▶ [EXCERTO]
+++

Marília Patela Bação
Estamos
no início de 2013 e os tempos que correm assim como a conjuntura do nosso país
e da Europa têm-me levado cada vez mais a pensamentos que perturbam a minha paz.
Sou mãe, filha, irmã e esposa. Tenho uma profissão com a qual me identifico e
que exerço há quase trinta anos. Nasci em Portugal e fui muito jovem para
França nos anos 60 e vejo-me agora a pensar na força que terá sido necessária
aos meus pais para saírem deste país à beira mar plantado. Penso no mesmo
esforço que terão feito tantos outros portugueses que decidiram rumar ao
futuro, refazer a sua vida por si e pelos seus filhos. Contudo, por muito que
tente pensar que o melhor seria sair e emigrar, contínuo a não querer deixar
para trás as raízes que tanto me custaram a criar. Se pensar em mudar de cidade
dentro do país já levanta problemas, mais problemas levantará, inevitavelmente
(re) construir uma vida noutro país que não na Europa. Tenho visto concursos,
falado com colegas e tento, pouco a pouco, equacionar qual será a melhor
postura e qual será a decisão mais sensata a tomar. Mas as incógnitas são
muitas. Estamos na era da mundialização, estamos numa época de mudanças
vertiginosas, tanto económicas como sociais. Sinto-me, talvez como todos nós, à
beira do precipício. À beira de um precipício que me atordoa tanto mais porque
nele não estou só e tenho consciência que o passo que der arrastará
inevitavelmente a minha família. Recuar? Avançar? Os meus filhos estudam e
precisam de um futuro. Mas que futuro será o deles? Que futuro está para vir?

+++

▶ [O QUE FAZER] Copie o excerto a começar em "Marília Patela Bação" e a seguir até "a minha paz.", substituindo "Europa" por "União Europeia".

+++

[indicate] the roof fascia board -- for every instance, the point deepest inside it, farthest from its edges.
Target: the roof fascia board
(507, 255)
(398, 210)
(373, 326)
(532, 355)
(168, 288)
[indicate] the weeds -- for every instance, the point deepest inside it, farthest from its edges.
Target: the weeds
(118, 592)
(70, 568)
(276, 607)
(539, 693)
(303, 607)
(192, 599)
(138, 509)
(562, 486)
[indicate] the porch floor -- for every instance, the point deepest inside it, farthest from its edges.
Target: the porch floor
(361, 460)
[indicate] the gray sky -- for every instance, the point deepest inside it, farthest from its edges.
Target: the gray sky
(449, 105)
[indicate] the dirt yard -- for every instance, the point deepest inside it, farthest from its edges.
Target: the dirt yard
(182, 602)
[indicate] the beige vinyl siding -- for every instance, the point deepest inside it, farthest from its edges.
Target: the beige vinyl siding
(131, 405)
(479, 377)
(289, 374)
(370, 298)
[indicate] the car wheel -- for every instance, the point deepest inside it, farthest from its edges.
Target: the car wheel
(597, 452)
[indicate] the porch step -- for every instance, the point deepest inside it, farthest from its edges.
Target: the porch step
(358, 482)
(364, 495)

+++

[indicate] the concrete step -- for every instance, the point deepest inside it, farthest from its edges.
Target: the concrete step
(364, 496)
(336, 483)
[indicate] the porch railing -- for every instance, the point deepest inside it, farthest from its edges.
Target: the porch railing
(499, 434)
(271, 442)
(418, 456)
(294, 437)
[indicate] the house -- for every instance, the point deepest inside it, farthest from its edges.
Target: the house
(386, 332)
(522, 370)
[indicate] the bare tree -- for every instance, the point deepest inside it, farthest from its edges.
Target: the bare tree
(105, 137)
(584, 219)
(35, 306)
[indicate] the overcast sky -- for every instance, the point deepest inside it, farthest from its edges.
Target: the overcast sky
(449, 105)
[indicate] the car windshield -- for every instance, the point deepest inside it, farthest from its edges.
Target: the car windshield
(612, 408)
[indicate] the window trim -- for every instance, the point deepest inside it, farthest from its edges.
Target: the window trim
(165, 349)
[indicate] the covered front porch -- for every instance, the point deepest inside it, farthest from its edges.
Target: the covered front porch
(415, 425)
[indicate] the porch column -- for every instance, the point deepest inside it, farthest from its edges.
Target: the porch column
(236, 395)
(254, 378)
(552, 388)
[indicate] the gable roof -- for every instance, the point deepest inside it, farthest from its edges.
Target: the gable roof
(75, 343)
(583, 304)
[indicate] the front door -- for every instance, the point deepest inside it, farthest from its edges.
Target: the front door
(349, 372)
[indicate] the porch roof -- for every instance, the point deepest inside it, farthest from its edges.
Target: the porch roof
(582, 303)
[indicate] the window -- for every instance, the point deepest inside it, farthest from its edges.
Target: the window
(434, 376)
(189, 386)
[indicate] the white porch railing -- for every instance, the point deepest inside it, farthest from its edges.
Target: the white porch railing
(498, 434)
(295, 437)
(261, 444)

+++

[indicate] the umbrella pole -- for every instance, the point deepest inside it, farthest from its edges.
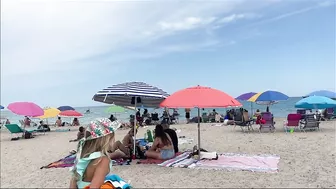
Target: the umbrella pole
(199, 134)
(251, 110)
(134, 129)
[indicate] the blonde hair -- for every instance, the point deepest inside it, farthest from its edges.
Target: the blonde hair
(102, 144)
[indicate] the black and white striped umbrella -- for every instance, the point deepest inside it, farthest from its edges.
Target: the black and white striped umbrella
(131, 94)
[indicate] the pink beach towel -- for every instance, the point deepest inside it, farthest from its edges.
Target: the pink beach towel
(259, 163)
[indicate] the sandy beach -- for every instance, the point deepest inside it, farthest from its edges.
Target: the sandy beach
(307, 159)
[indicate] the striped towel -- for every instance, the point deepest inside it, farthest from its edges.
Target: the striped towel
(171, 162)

+++

▶ [RESPOSTA]
Marília Patela Bação
Estamos
no início de 2013 e os tempos que correm assim como a conjuntura do nosso país
e da União Europeia têm-me levado cada vez mais a pensamentos que perturbam a minha paz.